_Provided passage_
*** Begin section ***
12.30.2011

In which I ramble about batts and drum carders and the meaning of life . . .

I've been possessed of the desire to have a drum carder.
     I don't have fiber animals (other than the Maine Coons), so I don't have to process large amounts of fleece. I don't have a cottage industry with fiber (yet . . . but I'll come back to that!). I don't have a pressing need for a drum carder. I just like tinkering with fibers . . . different colors, different combinations of fibers . . . and my right shoulder yells at me for days after I use the handcards. So -- I want a drum carder.
     I've looked and looked online, and talked to a couple of folks voice to voice and a few others via email and such. I've read a great deal of advertising copy (some of it even well written) about a wide variety of drum carders. I've even looked at a couple in person. Not to mention lurking on forums that deal with drum carding, and going so far as to do a google search for books on drum carding. And of course, the inevitable (and fabulous) YouTube.
     The general concensus seems to be: take a class in learning how to use a drum carder, try different drum carders with the fibers a person wants to blend, and make the best choice possible given time and budgetary constraints. Well, let me tell you! Finding a class in using a drum carder is not as easy as one might think, given the constraints on my time at this point. The budget is not as big an issue, but may be after the first of the year (which is approaching with alarming rapidity) and in the event is not equal to something on the ilk of the Pat Green Supercard.
     My primary issue is having the equipment to produce batts suitable for supported spinning on Tibetan spindles (and eventually Russian spindles as well). So far, the batts I've had the best success with have been produced on Strauch carders (and one the batt creator wouldn't identify but said it's older and out of production, so in the privacy of my own twisted mind, I'm going to guess at it being a Pat Green Beverly -- mostly because that guess makes me happy!). I've bought some other batts, both locally and online. It may just be my skill level, but so far I've not had the degree of success spinning from the other batts on the Tibetans. 
     Which leads me to the next section of rambling . . . batts themselves. I've tended to approach spinning (and dyeing) in a more right-brained, gestalt, let it be what it is sort of mode. A kind of "hook my hands in sync with my right brain and let the left brain sleep for a while" process. I've had some really stellar (again, at least in my mind) results, and some not so wonderful results. The problem with that approach, I think, is that it makes repeating stellar results difficult if not impossible. Serendipity is, perhaps, not the best substitute for skill and planning. So I'm thinking that additional learning must take place; I'm just not sure how to speed the learning curve while minimizing the direct and indirect costs of learning.
*** End section ***
[Stored data]
*** Begin section ***
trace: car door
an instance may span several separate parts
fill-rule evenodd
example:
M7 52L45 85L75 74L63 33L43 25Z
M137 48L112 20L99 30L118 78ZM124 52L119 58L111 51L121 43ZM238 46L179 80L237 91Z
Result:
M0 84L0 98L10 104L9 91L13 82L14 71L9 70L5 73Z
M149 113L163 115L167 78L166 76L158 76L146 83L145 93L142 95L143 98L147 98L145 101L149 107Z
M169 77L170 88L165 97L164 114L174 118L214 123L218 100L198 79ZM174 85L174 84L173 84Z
*** End section ***
_Problems to solve_
1 > In the blog post on drum carders, reproduce the passage between "I don't have fiber" and "(and fabulous) YouTube.", inclusive, substituting "Siamese cats" for "Maine Coons".
2 > Resume the blog post on drum carders, batts and spinning from its final sentence.

_Answers to the exercise_
1 >
I don't have fiber animals (other than the Siamese cats), so I don't have to process large amounts of fleece. I don't have a cottage industry with fiber (yet . . . but I'll come back to that!). I don't have a pressing need for a drum carder. I just like tinkering with fibers . . . different colors, different combinations of fibers . . . and my right shoulder yells at me for days after I use the handcards. So -- I want a drum carder.
     I've looked and looked online, and talked to a couple of folks voice to voice and a few others via email and such. I've read a great deal of advertising copy (some of it even well written) about a wide variety of drum carders. I've even looked at a couple in person. Not to mention lurking on forums that deal with drum carding, and going so far as to do a google search for books on drum carding. And of course, the inevitable (and fabulous) YouTube.

2 >
     The other thing I've been struggling with during the "great drum carder debate" has been a sort of low-grade depression. Not one of those mind-bender thunderstorms of depression, more of a dull toothache depression, probably brought about by the amount of intense research I've done on drum carders, coupled with the holidays, coupled with snow, coupled with Dad's recent pattern of more "bad days" than "good days". 
     I was thinking about depression while I was out and about today. I did finally find a basket large enough for all of my supported spindles to rest in, and it was lightly padded to protect sensitive tips and 40% off. That got me happy for a minute, buying it, and even happier when it fit in the cabinet in which my spindles have lived, sort of one of those "kewl, it fits" things.Then the depression started grumbling for my attention again. So I just sat with it for a minute, and I think I figured it out.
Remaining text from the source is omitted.